◆ **WHAT YOU SHOULD DO**
Transcribe every entry word for word, but drop the pictures.

◆ **RECORDS**
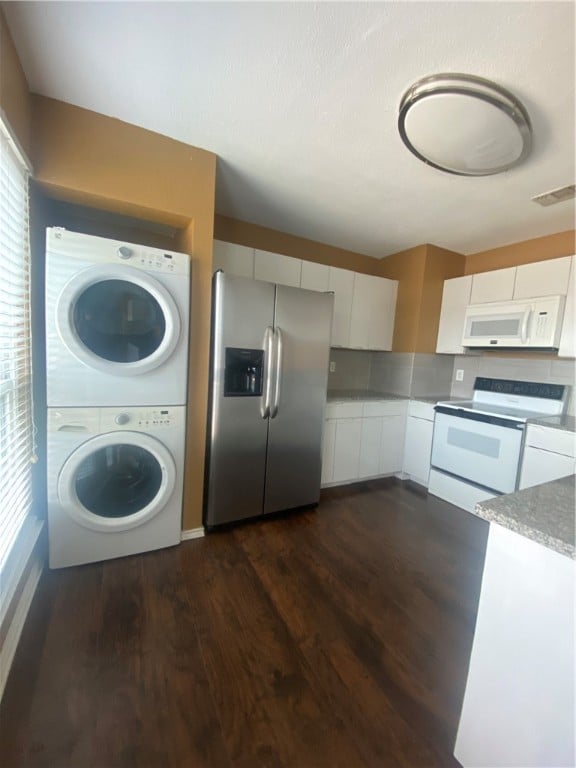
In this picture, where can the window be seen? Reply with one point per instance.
(16, 424)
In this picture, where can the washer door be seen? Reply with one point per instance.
(118, 320)
(116, 481)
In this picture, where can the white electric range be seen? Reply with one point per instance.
(477, 444)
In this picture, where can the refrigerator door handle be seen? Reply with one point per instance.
(268, 346)
(276, 402)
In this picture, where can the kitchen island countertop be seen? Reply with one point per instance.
(543, 513)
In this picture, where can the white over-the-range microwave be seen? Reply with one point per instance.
(527, 323)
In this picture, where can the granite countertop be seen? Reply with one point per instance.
(565, 422)
(544, 513)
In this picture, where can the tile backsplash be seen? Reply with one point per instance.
(559, 371)
(418, 375)
(399, 373)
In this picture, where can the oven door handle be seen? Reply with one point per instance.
(460, 413)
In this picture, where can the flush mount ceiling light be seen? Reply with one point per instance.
(464, 125)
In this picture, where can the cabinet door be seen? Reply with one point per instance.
(347, 449)
(543, 278)
(568, 336)
(277, 268)
(382, 329)
(455, 299)
(314, 277)
(364, 310)
(370, 447)
(540, 466)
(497, 285)
(418, 449)
(233, 259)
(328, 444)
(341, 281)
(373, 309)
(392, 445)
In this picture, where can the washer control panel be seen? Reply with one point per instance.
(90, 421)
(140, 419)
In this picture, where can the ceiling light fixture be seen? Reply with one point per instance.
(464, 125)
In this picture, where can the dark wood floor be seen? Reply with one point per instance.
(337, 637)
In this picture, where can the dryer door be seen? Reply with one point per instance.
(118, 320)
(116, 481)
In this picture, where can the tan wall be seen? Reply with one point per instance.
(524, 252)
(86, 158)
(408, 268)
(14, 93)
(243, 233)
(441, 265)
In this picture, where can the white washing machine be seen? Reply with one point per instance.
(117, 318)
(115, 481)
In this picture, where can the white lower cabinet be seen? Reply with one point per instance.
(328, 446)
(418, 443)
(347, 450)
(548, 455)
(362, 439)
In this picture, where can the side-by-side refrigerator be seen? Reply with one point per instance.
(269, 370)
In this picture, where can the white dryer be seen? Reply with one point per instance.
(116, 322)
(115, 481)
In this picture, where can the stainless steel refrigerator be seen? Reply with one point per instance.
(269, 370)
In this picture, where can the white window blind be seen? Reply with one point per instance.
(16, 424)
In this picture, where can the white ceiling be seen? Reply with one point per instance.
(300, 101)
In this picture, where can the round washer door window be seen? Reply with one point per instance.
(118, 320)
(117, 481)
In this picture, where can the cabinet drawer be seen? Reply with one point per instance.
(421, 410)
(344, 410)
(556, 440)
(384, 408)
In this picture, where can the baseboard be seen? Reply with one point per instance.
(22, 577)
(192, 533)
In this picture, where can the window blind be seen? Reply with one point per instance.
(16, 423)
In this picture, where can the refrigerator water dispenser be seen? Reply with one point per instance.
(244, 372)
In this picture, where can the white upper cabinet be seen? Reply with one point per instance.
(341, 281)
(277, 268)
(497, 285)
(233, 259)
(568, 337)
(455, 299)
(542, 278)
(373, 309)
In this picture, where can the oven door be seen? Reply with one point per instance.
(478, 448)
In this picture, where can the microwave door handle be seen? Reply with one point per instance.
(265, 404)
(524, 329)
(279, 351)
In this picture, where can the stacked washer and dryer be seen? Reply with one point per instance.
(117, 358)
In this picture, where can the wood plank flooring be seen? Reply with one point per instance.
(327, 638)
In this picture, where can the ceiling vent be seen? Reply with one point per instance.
(556, 195)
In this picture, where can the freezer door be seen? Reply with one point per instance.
(238, 428)
(302, 324)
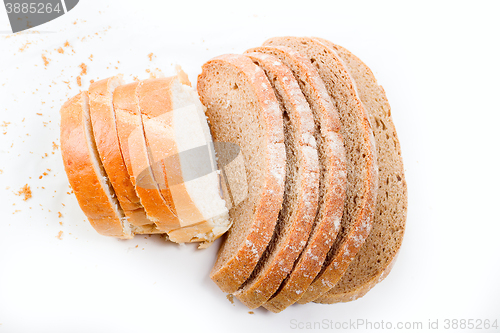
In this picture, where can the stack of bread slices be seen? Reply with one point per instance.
(310, 181)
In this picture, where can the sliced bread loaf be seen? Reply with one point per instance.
(179, 140)
(85, 172)
(136, 156)
(300, 201)
(242, 109)
(378, 254)
(361, 162)
(106, 137)
(332, 179)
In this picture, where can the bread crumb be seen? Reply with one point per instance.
(45, 60)
(84, 69)
(25, 191)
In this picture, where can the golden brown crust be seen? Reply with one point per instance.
(80, 167)
(135, 154)
(333, 179)
(304, 188)
(234, 271)
(106, 137)
(345, 97)
(378, 252)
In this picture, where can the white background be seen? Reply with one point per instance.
(439, 64)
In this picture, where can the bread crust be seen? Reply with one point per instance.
(232, 273)
(104, 128)
(391, 182)
(327, 223)
(279, 262)
(80, 165)
(345, 248)
(135, 154)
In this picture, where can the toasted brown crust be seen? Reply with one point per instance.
(392, 202)
(332, 180)
(230, 274)
(135, 153)
(343, 94)
(80, 165)
(302, 191)
(104, 128)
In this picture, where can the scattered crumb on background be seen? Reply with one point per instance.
(25, 191)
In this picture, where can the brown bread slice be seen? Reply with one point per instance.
(136, 156)
(300, 201)
(242, 109)
(361, 162)
(106, 137)
(377, 256)
(332, 178)
(85, 172)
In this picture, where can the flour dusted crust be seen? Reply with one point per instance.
(106, 137)
(135, 153)
(85, 173)
(378, 255)
(361, 162)
(235, 262)
(332, 180)
(301, 186)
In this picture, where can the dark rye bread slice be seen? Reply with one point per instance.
(242, 109)
(377, 256)
(332, 178)
(300, 200)
(362, 167)
(86, 174)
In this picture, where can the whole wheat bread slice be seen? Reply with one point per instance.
(85, 172)
(332, 182)
(301, 186)
(136, 156)
(103, 119)
(377, 256)
(361, 162)
(242, 109)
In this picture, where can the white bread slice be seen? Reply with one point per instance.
(135, 154)
(378, 254)
(106, 137)
(242, 109)
(85, 172)
(301, 186)
(332, 180)
(175, 127)
(362, 166)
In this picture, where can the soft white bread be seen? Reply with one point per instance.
(300, 201)
(184, 165)
(332, 182)
(378, 254)
(242, 109)
(106, 137)
(362, 166)
(136, 156)
(85, 171)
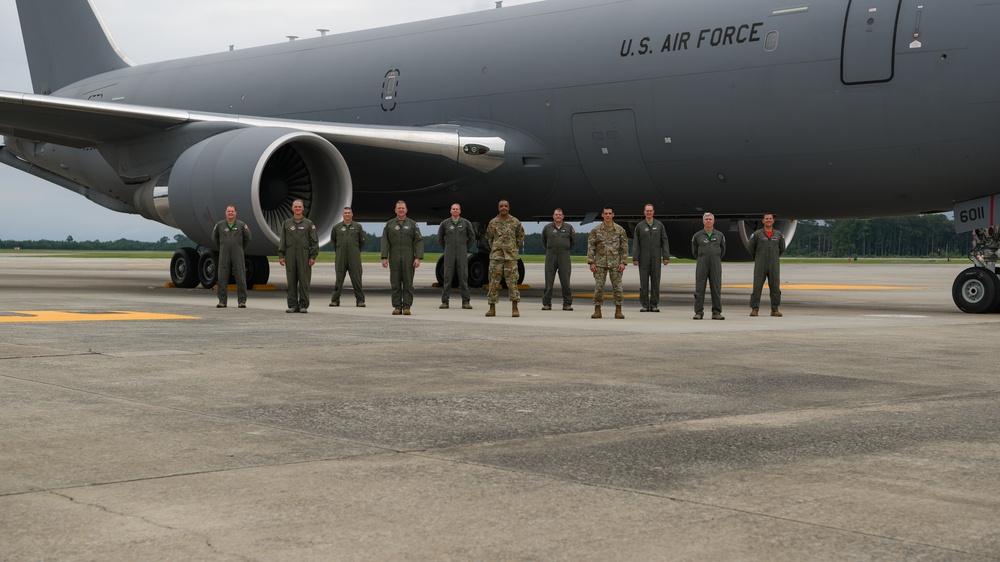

◆ **SOLUTION TO THE PROBLEM**
In this picture, where can the window be seen? Reply with one point per instance.
(16, 424)
In this picture, where can the washer door be seen? Reply with one point per instance.
(118, 320)
(116, 481)
In this picture, where can the white electric range be seen? Reply with one point per instance.
(477, 444)
In this picture, where can the refrigerator door handle be seen? Reply with one point per instance.
(268, 346)
(276, 402)
In this picture, where can the kitchen island countertop be seen? Reply with one point per instance.
(543, 513)
In this picture, where can the white over-the-range microwave be seen? Reply with one point per instance.
(527, 323)
In this picture, where can the granite countertop be seen? Reply with one point per instance.
(565, 422)
(544, 513)
In this picture, where can the tile backsplash be seen? Reply with one point per instance.
(559, 371)
(418, 375)
(399, 373)
In this picture, where can the oven door handle be seen? Reply with one point per instance.
(460, 413)
In this picture, where can the flush mount ceiling light be seen? Reply with one point per instance.
(464, 125)
In this picture, where can the cabinet door be seen? Reply with one point per instance.
(347, 449)
(543, 278)
(568, 336)
(277, 268)
(382, 329)
(455, 299)
(314, 277)
(364, 310)
(370, 447)
(540, 466)
(497, 285)
(418, 449)
(233, 259)
(328, 444)
(341, 281)
(373, 309)
(392, 445)
In this picture, where can the washer control panel be seen? Reply with one point per instance.
(90, 421)
(140, 419)
In this picture, where can the ceiling light fixture be seen? Reply with one point per instance.
(464, 125)
In this picture, where can the dark wood floor be seen? Reply with one point per instance.
(337, 637)
In this picture, where can the dryer door be seen? Reply with one point per instance.
(118, 320)
(116, 481)
In this picture, where can the tan wall be seen? Reply with one point per instance.
(524, 252)
(86, 158)
(408, 268)
(14, 93)
(243, 233)
(441, 265)
In this picture, where can the white washing machine be seen? Reply with one point per instance.
(117, 318)
(115, 481)
In this picture, where can the white lower cabinet be seen? Reply with one point per instance.
(328, 446)
(418, 443)
(347, 450)
(548, 455)
(362, 439)
In this picture, where can the side-by-side refrigerator be seen? Reply with one point per instance.
(269, 370)
In this picture, where can the white dryer be seen? Reply with one point per instance.
(116, 322)
(115, 481)
In this picture, where can the stainless steel refrigerator be seen? Reply with one point per instance.
(269, 370)
In this picture, where can the white window blind be seen? Reply with one point per instance.
(16, 424)
In this picture, where can the white ceiling be seen? Reply with one point per instance.
(300, 101)
In this picture, where can the round washer door window be seen? Reply with one point per instance.
(118, 320)
(117, 481)
In this picture, where can the cabinet drawer be seen? Reply with one point per instance.
(421, 410)
(344, 410)
(556, 440)
(384, 408)
In this picture, where can the baseboard be seen? Reply with one point per instance.
(22, 577)
(192, 533)
In this picture, where can the window blind be seen? Reply with one point per instance.
(16, 423)
In this picture, where can the refrigerator water dispenser be seen? Reply with one point per instance.
(244, 372)
In this picture, where can the white upper cabinet be seen? Reply with one point per instance.
(341, 281)
(277, 268)
(497, 285)
(233, 259)
(568, 337)
(455, 299)
(542, 278)
(373, 309)
In this picture, where can the oven door be seen? Reply with one point per instance.
(478, 448)
In this picture, where can the microwave door handle be seen? Reply with one point per instance.
(265, 404)
(524, 329)
(279, 351)
In this picture, where can the stacked washer and dryer be seen? Reply with one point per instance.
(117, 358)
In this picture, where can the wood plank flooring be seen? Reply with one point per instance.
(327, 638)
In this picture, where can the ceiling vent be seen? Reply with one point per instance.
(556, 195)
In this picture, where can the freezer door be seen? Reply with one point per instance.
(238, 428)
(302, 324)
In this picture, where can the stack of bread slices be seen? Reply with one point per instance.
(310, 181)
In this picture, where can the sliced bread loaf be seen? Reply with one point per instance.
(179, 140)
(85, 172)
(136, 156)
(300, 201)
(242, 109)
(378, 254)
(361, 162)
(106, 137)
(332, 179)
In this picture, where can the bread crumb be seen? Reply with one point per instance.
(45, 60)
(84, 69)
(25, 191)
In this picture, where can the golden brown crust be seen? Reply with one point per instance.
(80, 167)
(135, 154)
(333, 179)
(304, 188)
(234, 271)
(106, 137)
(345, 97)
(378, 252)
In this picture, where can the white background be seen? Reply with one point per instance.
(439, 64)
In this picture, where can the bread crust be seen? Reply with one point per instance.
(232, 273)
(104, 128)
(391, 182)
(327, 223)
(279, 262)
(80, 165)
(345, 248)
(135, 154)
In this picture, where can the toasted brown crust be seen? Reply with one point per instance.
(392, 202)
(332, 180)
(230, 274)
(135, 153)
(343, 94)
(80, 165)
(302, 191)
(104, 128)
In this picture, where can the scattered crumb on background be seen? Reply with one point per instance.
(25, 191)
In this picture, where can the brown bread slice be seen? Reply with one point per instance.
(136, 156)
(300, 201)
(242, 109)
(361, 162)
(106, 137)
(377, 256)
(332, 178)
(85, 172)
In this picture, where can the flour dusted crust be seen? Reply with one point per instance.
(106, 137)
(135, 153)
(85, 173)
(378, 255)
(361, 162)
(235, 262)
(332, 180)
(301, 186)
In this picture, where can the dark rye bread slice be seen? Reply with one point per instance.
(242, 109)
(377, 256)
(332, 178)
(300, 200)
(362, 167)
(86, 174)
In this picture, where can the whole wheat bread slice be seen? Reply with one point per instance.
(85, 172)
(332, 182)
(301, 186)
(136, 156)
(103, 119)
(377, 256)
(361, 162)
(242, 109)
In this picture, where can the white bread slice be seen? Reply with one point per instance.
(135, 154)
(378, 254)
(106, 137)
(242, 109)
(85, 172)
(301, 186)
(332, 180)
(175, 127)
(362, 166)
In this picture, where can the soft white bread be seen? Reply with one point per instance.
(300, 201)
(184, 165)
(332, 182)
(378, 254)
(242, 109)
(106, 137)
(362, 166)
(136, 156)
(85, 171)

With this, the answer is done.